Scriva il seguito del testo riportato più sotto sulla presidenza Marcegaglia e sulle difficoltà del «Sole», cominciando subito dopo l'ultima frase.

- TESTO FORNITO
============================================================
Galli, il direttore generale assunto in fretta e furia al posto di Maurizio Beretta, è un fantasma che si trascina stancamente da un convegno all’altro e non ha nessun potere sulla struttura, guidata con il pugno di ferro dal fedelissimo Giancarlo Coccia. Il portavoce Rinaldo Arpisella, detto "Macchia Nera", protagonista del recente scontro frontale con "Il Giornale", continua a fare il lavoro di prima, ma ben nascosto in azienda, dove la presidente è stata costretta a rispedirlo su pressione degli imprenditori (e con grave scorno di papà Steno, che lo detesta). Ma il vero bubbone scoppiato durante la sua presidenza è forse quello del "Sole", una volta fiore all’occhiello della ditta oggi palla al piede con milioni di deficit all’anno. Nei giorni scorsi Marcegaglia sembrava decisa a sostituire il direttore e, prima che ci ripensasse per l’ennesima volta, la Borsa aveva salutato le voci di cambiamenti imminenti con un rialzo. Né decolla il piano di ristrutturazione e rilancio del "Sole" nonostante l’arrivo di un nuovo amministratore delegato, Donatella Treu, voluta dalla Marcegaglia, e che pure va d’amore e d’accordo con il direttore Gianni Riotta.
============================================================
- ESTRATTO DEI DATI
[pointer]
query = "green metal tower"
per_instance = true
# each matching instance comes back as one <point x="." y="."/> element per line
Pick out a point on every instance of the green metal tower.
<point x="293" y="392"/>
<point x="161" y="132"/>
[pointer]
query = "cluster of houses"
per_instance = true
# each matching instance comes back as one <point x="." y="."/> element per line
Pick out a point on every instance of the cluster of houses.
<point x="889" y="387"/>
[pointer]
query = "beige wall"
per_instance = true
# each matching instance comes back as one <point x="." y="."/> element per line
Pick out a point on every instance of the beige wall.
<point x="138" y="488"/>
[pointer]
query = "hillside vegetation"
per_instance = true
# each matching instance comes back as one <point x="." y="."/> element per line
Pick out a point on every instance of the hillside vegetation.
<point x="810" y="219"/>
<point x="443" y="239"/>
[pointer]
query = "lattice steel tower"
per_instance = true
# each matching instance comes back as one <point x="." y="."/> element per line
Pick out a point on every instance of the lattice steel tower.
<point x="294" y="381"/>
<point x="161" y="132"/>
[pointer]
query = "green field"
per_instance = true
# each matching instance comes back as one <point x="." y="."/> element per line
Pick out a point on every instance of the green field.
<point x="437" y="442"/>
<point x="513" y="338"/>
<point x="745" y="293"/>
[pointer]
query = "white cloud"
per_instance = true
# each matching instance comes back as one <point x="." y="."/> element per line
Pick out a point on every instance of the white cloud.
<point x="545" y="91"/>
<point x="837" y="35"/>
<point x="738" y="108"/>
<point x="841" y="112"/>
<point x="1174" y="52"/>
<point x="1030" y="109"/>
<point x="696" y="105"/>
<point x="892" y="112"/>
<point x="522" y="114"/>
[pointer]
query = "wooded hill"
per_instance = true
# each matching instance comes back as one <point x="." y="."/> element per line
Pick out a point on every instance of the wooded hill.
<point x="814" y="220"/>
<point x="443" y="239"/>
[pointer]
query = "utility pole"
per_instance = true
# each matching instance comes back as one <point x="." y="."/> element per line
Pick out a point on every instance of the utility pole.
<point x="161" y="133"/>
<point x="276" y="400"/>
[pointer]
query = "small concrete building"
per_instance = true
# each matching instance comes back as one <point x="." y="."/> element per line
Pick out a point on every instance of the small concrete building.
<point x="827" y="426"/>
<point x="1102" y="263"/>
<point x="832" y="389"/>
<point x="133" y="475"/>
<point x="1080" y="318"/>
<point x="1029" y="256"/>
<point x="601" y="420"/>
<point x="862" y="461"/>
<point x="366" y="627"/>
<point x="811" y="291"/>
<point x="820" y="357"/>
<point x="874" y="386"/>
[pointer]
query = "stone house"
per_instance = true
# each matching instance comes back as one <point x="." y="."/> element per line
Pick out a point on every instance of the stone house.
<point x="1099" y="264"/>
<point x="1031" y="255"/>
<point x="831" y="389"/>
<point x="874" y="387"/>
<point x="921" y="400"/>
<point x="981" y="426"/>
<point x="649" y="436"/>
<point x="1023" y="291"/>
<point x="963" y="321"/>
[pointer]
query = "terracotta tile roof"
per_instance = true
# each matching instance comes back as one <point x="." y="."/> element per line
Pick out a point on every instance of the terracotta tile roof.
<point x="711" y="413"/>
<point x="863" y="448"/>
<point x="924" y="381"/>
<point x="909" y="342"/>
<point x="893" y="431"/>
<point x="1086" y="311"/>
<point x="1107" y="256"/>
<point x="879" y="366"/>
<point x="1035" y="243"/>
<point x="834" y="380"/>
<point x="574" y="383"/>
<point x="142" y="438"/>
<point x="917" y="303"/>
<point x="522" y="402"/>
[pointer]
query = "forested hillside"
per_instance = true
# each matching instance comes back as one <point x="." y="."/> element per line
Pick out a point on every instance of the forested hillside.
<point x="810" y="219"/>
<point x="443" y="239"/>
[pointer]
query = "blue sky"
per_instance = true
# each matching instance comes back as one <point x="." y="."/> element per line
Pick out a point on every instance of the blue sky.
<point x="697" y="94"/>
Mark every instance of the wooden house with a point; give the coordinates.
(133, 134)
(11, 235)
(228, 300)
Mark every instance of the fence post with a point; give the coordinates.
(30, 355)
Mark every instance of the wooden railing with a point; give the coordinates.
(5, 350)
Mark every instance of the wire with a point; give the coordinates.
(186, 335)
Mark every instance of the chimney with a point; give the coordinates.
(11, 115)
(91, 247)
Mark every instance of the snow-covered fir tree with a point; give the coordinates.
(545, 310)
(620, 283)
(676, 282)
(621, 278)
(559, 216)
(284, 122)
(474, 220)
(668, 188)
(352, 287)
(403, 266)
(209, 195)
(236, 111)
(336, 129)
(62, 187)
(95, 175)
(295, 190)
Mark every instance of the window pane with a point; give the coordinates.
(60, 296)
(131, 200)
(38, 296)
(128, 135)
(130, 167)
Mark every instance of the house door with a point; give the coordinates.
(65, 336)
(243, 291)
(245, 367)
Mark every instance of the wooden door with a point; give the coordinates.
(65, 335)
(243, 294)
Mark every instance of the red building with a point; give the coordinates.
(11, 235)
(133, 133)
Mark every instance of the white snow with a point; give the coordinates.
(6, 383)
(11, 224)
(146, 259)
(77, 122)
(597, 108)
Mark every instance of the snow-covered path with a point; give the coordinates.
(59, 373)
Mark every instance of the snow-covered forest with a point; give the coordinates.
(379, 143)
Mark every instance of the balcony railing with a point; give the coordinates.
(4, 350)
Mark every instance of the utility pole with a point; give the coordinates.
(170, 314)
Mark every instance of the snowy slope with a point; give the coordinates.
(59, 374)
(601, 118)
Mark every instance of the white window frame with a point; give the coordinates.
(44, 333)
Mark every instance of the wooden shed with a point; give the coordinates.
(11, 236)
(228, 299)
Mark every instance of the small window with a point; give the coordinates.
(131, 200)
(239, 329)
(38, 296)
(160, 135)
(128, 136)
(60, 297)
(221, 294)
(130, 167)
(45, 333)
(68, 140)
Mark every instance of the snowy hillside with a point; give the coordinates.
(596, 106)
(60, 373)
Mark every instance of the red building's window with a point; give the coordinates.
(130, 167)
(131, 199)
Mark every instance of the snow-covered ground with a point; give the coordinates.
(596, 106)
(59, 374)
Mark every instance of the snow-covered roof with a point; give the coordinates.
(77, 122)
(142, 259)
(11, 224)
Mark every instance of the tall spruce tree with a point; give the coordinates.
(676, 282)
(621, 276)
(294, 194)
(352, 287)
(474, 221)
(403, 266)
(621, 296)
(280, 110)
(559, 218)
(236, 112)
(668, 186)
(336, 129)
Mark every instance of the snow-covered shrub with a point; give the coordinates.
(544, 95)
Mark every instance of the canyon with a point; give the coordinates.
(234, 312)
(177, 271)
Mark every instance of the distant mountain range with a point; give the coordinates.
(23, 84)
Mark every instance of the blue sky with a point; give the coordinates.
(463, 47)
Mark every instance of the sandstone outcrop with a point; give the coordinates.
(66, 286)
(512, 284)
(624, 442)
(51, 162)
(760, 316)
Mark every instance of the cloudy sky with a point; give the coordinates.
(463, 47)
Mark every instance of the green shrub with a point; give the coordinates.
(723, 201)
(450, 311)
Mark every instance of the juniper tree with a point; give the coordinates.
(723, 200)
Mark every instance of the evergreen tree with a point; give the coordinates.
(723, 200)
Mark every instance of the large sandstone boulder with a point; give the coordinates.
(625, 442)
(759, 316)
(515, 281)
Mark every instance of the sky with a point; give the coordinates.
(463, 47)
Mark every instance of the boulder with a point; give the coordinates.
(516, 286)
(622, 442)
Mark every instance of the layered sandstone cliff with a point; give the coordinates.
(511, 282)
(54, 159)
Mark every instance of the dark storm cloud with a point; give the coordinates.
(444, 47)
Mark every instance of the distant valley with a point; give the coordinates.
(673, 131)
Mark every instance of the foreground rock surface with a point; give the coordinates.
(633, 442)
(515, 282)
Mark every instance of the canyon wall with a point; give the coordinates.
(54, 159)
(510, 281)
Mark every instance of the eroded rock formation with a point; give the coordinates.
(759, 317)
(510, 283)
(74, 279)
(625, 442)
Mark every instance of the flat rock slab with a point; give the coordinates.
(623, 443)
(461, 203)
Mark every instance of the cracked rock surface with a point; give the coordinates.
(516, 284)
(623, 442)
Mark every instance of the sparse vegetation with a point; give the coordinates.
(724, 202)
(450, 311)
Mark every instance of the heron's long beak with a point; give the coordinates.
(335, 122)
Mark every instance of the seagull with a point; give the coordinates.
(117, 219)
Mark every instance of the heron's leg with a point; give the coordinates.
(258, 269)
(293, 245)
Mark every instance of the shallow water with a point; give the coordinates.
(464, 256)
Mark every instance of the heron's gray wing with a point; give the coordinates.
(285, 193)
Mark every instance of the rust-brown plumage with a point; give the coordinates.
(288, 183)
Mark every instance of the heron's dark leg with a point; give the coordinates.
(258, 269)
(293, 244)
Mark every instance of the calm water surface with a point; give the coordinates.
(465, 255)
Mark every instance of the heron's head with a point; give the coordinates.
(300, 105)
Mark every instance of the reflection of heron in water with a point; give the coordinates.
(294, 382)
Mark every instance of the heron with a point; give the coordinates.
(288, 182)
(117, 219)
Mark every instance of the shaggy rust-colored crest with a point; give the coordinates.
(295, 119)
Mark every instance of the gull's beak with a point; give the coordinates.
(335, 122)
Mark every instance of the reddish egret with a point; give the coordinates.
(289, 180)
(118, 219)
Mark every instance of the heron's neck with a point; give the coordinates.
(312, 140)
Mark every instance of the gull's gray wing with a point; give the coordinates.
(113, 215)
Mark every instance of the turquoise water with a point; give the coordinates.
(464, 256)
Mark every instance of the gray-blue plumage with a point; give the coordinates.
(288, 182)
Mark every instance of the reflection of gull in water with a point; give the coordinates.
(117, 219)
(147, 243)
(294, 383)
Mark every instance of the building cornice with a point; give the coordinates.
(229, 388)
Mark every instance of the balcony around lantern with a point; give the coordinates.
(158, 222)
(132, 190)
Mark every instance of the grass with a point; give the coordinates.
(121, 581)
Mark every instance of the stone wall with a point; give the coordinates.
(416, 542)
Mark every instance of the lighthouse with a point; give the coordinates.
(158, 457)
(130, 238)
============================================================
- RISULTATO ATTESO
Anche nelle sedi di periferia non mancano i malumori. Acuiti dal fatto che da un po’ di tempo a questa parte i probiviri, che da decenni sonnecchiavano in qualche angolo del palazzo, vengono spediti in campo quando una provincia dell’impero osa alzare la testa o avanzare qualche contestazione. D’altro canto la rassegna stampa dimentica gli articoli non graditi al vertice o le cronache di accenni di ribellione nelle province dell’impero.
In questo clima sta cominciando la guerra per la successione. Se Berlusconi sarà ancora a palazzo Chigi, il ruolo di king maker spetterà a Fedele Confalonieri. Proprio lui, che tre anni fa la accreditò non senza fatica ad Arcore, oggi è letteralmente furibondo con la Marcegaglia ("Finché c’è lei non metterò più piede in Confindustria", ha sibilato qualche tempo fa). Il fatto è che il presidente di Mediaset era stato chiamato in causa nella rissa tra "Il Giornale" e la Confindustria. E la cosa non gli è andata giù.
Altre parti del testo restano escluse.